_KETENTUAN TUGAS_
Tolong perbarui bagian berita tentang rotasi Kajati Sumbar yang dimulai dari "PADANG,KLIKSIAR_ Pergantian pucuk" dan berakhir pada "Sumbar berinisial BSN.", lalu tuliskan ulang dengan mengganti "seremoni" menjadi "upacara".

Rotasi Kajati Sumbar: Publik Mendesak Kejaksaan Tuntaskan Kasus Korupsi PT BIP yang Mandek

oleh -67 Dilihat
oleh

PADANG,KLIKSIAR_ Pergantian pucuk pimpinan Kejaksaan Tinggi Sumatera Barat menjadi sorotan tajam publik. Jaksa Agung ST Burhanuddin resmi menunjuk Muhibuddin sebagai Kepala Kejati Sumbar yang baru, menggantikan pejabat sebelumnya. Rotasi ini tertuang dalam Surat Keputusan Jaksa Agung Nomor 854 Tahun 2025, bagian dari penyegaran organisasi yang melibatkan 73 pejabat kejaksaan di seluruh Indonesia.

Namun, di balik seremoni mutasi jabatan, masyarakat Sumbar menaruh harapan besar: penuntasan kasus korupsi yang selama ini terkesan jalan di tempat. Salah satu yang paling disorot adalah perkara dugaan korupsi Kredit Modal Kerja (KMK) PT Benal Ichsan Persada (PT BIP), yang disebut-sebut melibatkan anggota DPRD Sumbar berinisial BSN.

“Sudah terlalu lama kasus ini menggantung. Kami ingin Kejaksaan menunjukkan keberanian dan integritasnya,” ujar Toni, warga Padang, Minggu (19/10/2025).

Kasus PT BIP sendiri telah memasuki tahap penyidikan sejak 27 Juni 2024, berdasarkan SPRINT-01/L.3.10/Fd.1/06/2024. Kepala Kejari Padang, Aliansyah, sempat menyampaikan bahwa sejumlah saksi telah diperiksa, termasuk BSN dan mantan istrinya, RM. Bahkan, saksi dari bank nasional cabang Riau turut dimintai keterangan.

Contoh pelabelan titik:
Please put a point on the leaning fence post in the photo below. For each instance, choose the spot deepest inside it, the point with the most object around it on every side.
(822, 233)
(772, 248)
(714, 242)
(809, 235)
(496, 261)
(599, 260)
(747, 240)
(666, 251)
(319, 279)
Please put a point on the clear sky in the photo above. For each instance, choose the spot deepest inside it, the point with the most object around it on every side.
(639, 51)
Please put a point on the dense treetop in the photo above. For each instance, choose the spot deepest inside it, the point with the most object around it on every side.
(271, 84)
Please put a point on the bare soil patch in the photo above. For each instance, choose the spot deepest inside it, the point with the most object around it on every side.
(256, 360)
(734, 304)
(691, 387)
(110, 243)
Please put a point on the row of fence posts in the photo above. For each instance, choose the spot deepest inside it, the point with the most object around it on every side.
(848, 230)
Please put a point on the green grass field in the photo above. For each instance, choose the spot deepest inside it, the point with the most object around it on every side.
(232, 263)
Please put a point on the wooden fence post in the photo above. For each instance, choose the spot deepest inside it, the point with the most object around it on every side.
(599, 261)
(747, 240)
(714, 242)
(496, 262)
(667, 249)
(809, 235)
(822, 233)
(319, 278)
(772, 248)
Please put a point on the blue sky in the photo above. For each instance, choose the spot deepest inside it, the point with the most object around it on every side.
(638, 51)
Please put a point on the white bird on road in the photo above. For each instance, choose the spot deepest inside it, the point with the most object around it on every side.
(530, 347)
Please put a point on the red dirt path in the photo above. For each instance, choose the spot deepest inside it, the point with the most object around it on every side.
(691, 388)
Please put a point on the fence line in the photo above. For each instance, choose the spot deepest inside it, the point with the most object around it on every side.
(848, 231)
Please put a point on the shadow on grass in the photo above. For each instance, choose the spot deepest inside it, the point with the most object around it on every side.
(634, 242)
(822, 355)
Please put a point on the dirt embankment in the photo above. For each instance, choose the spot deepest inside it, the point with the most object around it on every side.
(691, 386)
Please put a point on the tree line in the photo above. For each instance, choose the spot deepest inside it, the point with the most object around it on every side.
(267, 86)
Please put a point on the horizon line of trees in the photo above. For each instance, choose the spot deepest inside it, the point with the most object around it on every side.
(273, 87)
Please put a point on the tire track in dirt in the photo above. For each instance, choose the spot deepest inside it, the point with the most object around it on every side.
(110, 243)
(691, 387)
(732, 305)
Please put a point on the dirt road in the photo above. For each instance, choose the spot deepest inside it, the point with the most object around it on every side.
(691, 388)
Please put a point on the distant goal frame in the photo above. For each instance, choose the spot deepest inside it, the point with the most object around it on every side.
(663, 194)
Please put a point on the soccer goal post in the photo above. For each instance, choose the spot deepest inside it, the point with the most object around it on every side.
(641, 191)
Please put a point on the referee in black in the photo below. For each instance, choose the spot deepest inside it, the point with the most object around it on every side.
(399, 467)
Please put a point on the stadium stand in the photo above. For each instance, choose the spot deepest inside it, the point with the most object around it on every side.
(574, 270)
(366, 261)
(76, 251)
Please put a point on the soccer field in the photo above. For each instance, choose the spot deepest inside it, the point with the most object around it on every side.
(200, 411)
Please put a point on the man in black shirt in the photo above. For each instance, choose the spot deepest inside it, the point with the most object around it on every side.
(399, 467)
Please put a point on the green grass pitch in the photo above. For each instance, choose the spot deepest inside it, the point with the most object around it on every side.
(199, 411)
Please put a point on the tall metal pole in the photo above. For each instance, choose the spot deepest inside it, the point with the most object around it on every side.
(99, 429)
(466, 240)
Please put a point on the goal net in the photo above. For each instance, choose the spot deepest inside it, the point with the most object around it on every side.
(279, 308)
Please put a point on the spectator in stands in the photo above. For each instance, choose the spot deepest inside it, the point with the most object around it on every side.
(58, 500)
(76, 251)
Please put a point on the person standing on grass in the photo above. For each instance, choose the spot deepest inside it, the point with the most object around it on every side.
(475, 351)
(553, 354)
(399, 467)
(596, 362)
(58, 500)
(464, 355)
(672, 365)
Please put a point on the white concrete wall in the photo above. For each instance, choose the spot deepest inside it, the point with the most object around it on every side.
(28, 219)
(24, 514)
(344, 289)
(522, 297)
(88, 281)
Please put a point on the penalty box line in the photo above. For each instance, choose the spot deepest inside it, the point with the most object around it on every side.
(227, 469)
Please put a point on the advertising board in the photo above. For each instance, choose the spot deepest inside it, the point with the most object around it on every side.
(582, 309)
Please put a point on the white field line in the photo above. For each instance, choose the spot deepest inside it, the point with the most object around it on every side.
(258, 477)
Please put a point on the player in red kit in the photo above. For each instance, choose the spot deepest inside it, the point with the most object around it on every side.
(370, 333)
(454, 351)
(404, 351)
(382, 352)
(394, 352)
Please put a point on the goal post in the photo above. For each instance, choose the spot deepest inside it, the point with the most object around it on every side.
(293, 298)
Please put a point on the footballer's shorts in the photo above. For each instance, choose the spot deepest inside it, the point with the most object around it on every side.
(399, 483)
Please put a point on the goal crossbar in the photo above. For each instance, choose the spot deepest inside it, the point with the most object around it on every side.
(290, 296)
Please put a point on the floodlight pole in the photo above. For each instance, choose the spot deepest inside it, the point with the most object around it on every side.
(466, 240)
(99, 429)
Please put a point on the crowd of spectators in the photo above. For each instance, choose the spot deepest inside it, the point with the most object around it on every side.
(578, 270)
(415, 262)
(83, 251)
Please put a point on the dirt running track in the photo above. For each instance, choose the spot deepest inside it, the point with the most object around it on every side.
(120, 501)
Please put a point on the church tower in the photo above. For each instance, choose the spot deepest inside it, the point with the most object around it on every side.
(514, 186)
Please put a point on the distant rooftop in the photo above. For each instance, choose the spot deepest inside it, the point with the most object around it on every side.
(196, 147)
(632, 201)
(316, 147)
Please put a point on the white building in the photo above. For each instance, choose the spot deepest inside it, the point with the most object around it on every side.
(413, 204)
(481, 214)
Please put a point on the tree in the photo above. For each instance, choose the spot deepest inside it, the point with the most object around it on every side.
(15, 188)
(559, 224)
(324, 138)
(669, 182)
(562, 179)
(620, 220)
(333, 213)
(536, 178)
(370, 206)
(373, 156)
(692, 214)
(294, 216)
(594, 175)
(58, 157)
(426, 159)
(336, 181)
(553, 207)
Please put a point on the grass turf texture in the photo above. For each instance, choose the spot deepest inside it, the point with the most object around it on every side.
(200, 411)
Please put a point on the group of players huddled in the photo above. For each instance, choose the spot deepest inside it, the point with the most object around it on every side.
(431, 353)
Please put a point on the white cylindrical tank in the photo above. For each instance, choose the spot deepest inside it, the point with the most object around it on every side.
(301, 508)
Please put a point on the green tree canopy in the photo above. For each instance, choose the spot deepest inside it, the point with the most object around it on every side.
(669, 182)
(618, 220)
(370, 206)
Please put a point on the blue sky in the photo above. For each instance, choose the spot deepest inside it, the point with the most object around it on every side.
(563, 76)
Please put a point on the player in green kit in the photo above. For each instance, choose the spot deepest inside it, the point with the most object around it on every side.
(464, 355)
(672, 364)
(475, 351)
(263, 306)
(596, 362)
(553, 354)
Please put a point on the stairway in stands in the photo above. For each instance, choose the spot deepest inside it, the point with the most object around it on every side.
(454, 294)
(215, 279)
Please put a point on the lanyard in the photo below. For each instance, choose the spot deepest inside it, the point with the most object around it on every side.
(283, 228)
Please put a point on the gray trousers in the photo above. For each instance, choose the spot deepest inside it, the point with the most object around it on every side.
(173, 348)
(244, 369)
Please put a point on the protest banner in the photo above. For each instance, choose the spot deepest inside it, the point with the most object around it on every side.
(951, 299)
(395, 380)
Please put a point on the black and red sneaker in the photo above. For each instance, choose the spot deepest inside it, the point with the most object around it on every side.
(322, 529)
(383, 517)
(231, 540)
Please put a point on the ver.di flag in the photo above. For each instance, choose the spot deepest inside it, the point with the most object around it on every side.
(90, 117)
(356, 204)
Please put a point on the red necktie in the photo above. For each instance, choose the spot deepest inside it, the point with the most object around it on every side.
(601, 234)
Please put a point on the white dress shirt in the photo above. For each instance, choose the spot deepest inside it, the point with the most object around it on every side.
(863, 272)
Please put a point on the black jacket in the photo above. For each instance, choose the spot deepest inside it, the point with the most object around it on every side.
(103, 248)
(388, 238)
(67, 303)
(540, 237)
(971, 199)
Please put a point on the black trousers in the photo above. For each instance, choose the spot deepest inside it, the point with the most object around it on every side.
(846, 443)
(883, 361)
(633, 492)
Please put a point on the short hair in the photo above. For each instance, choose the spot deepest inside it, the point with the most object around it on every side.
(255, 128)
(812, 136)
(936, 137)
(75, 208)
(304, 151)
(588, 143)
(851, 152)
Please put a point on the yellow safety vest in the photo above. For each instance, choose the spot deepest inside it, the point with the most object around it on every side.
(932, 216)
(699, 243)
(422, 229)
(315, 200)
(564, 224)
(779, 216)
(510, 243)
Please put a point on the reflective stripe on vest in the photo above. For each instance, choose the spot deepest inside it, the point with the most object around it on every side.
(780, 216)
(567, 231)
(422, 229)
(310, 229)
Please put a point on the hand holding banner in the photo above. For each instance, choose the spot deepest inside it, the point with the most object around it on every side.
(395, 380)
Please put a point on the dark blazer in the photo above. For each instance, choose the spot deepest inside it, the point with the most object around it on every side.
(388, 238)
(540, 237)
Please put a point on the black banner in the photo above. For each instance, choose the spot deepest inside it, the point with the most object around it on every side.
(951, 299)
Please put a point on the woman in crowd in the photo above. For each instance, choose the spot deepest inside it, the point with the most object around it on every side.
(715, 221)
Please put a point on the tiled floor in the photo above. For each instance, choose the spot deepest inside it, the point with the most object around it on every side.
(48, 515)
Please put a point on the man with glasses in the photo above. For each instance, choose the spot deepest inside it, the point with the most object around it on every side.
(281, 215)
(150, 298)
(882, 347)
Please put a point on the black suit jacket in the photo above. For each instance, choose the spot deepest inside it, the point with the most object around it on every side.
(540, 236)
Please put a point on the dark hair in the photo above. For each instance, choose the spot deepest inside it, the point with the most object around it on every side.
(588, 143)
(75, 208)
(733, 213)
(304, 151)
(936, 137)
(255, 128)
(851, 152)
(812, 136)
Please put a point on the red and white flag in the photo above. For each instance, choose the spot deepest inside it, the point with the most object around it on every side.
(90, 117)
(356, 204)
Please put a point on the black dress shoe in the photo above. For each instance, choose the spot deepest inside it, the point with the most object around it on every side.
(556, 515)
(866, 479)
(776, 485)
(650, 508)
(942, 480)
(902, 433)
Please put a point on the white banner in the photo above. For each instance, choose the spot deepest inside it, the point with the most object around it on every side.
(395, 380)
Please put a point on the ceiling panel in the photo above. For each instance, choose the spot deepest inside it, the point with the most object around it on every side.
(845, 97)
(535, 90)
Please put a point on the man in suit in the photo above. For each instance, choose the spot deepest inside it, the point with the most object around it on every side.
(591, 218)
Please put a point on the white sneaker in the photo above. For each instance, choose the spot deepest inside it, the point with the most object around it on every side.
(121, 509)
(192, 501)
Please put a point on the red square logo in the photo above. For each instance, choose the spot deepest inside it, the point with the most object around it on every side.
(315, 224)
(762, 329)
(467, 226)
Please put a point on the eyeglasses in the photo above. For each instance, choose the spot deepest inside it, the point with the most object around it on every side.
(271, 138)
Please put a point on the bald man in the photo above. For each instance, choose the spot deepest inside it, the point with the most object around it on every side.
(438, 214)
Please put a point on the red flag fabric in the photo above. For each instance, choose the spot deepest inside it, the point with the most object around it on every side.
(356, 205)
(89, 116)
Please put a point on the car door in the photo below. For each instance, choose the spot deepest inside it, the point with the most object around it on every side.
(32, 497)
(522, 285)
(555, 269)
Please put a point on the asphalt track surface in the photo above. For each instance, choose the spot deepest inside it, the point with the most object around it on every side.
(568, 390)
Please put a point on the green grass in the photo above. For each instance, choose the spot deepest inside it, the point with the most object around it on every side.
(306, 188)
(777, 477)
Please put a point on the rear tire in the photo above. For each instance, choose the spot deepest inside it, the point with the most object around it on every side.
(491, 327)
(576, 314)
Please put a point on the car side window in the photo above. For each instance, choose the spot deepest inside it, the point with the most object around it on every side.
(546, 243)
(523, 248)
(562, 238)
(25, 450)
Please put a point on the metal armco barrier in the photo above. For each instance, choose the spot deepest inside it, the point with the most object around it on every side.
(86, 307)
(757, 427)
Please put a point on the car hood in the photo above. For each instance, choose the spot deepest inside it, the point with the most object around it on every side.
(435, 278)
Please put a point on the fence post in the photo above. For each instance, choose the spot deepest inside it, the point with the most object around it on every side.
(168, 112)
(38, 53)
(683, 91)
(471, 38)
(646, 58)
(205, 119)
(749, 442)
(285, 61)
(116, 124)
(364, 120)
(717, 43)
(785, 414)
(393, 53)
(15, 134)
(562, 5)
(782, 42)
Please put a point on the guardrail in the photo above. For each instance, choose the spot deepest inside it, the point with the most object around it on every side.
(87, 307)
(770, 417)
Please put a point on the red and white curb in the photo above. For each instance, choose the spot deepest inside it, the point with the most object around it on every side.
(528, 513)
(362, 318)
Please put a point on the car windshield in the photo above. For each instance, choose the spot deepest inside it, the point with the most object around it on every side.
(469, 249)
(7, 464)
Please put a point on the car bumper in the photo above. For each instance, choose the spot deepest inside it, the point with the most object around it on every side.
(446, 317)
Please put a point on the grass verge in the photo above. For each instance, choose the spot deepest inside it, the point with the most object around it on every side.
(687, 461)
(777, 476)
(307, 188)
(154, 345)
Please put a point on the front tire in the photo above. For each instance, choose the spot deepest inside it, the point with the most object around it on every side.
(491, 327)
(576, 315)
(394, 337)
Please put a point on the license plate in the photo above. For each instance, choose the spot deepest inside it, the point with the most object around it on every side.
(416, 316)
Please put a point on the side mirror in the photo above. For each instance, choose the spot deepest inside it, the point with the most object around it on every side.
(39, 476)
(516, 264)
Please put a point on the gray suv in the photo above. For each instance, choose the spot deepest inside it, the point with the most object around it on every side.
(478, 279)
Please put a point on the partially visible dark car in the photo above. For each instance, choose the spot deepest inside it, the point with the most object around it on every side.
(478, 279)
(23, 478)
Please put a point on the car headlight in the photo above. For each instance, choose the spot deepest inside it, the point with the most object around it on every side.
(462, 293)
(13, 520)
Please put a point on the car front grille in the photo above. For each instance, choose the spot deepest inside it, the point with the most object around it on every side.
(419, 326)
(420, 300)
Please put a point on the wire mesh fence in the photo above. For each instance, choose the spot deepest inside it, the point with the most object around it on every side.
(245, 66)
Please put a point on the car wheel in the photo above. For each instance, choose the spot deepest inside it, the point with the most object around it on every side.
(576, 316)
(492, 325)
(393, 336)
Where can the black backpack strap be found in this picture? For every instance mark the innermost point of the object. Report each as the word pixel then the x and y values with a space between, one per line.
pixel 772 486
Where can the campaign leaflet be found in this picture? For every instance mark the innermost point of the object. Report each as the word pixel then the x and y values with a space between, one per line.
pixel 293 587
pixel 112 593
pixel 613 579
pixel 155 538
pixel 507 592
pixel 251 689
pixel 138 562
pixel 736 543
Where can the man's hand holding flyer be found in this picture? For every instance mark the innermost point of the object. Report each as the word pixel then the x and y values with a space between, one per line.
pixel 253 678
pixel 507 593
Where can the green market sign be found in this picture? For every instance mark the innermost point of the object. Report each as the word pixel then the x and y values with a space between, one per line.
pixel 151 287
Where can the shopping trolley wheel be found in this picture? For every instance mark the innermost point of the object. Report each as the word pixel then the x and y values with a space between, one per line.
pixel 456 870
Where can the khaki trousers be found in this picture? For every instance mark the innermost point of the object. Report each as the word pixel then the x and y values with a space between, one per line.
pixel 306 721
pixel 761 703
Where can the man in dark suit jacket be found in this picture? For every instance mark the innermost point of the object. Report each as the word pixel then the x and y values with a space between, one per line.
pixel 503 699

_JAWABAN LENGKAP_
PADANG,KLIKSIAR_ Pergantian pucuk pimpinan Kejaksaan Tinggi Sumatera Barat menjadi sorotan tajam publik. Jaksa Agung ST Burhanuddin resmi menunjuk Muhibuddin sebagai Kepala Kejati Sumbar yang baru, menggantikan pejabat sebelumnya. Rotasi ini tertuang dalam Surat Keputusan Jaksa Agung Nomor 854 Tahun 2025, bagian dari penyegaran organisasi yang melibatkan 73 pejabat kejaksaan di seluruh Indonesia.

Namun, di balik upacara mutasi jabatan, masyarakat Sumbar menaruh harapan besar: penuntasan kasus korupsi yang selama ini terkesan jalan di tempat. Salah satu yang paling disorot adalah perkara dugaan korupsi Kredit Modal Kerja (KMK) PT Benal Ichsan Persada (PT BIP), yang disebut-sebut melibatkan anggota DPRD Sumbar berinisial BSN.